Objective:
Turn the material below into a Markdown table with two columns, No. and Text. Give each line its own row and number, and leave out blank lines.
-- Start --
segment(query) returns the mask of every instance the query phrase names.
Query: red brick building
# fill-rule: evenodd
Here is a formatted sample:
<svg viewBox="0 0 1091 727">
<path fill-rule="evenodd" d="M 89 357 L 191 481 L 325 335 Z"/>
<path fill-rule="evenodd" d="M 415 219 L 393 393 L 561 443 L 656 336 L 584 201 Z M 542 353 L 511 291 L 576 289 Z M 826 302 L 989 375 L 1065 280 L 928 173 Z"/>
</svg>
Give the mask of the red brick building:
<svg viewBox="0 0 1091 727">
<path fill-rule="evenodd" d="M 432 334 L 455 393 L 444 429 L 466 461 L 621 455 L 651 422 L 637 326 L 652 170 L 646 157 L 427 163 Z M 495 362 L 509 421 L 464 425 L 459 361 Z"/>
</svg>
-- End --
Written response:
| No. | Text |
|---|---|
| 1 | segment(query) returns the mask of every instance the query phrase names. |
| 2 | Query: red brick building |
| 3 | # fill-rule: evenodd |
| 4 | Here is a formatted sample: |
| 5 | <svg viewBox="0 0 1091 727"> |
| 6 | <path fill-rule="evenodd" d="M 89 357 L 191 481 L 325 335 Z"/> |
| 7 | <path fill-rule="evenodd" d="M 415 219 L 393 393 L 561 443 L 656 336 L 584 201 Z M 542 353 L 511 291 L 576 289 Z M 826 302 L 989 375 L 1065 280 L 928 173 Z"/> |
| 8 | </svg> |
| 9 | Give the mask of the red brick building: |
| 10 | <svg viewBox="0 0 1091 727"> |
| 11 | <path fill-rule="evenodd" d="M 432 334 L 455 393 L 444 429 L 466 461 L 621 455 L 651 422 L 637 326 L 652 170 L 646 157 L 427 163 Z M 495 362 L 509 421 L 464 425 L 459 361 Z"/> |
| 12 | </svg> |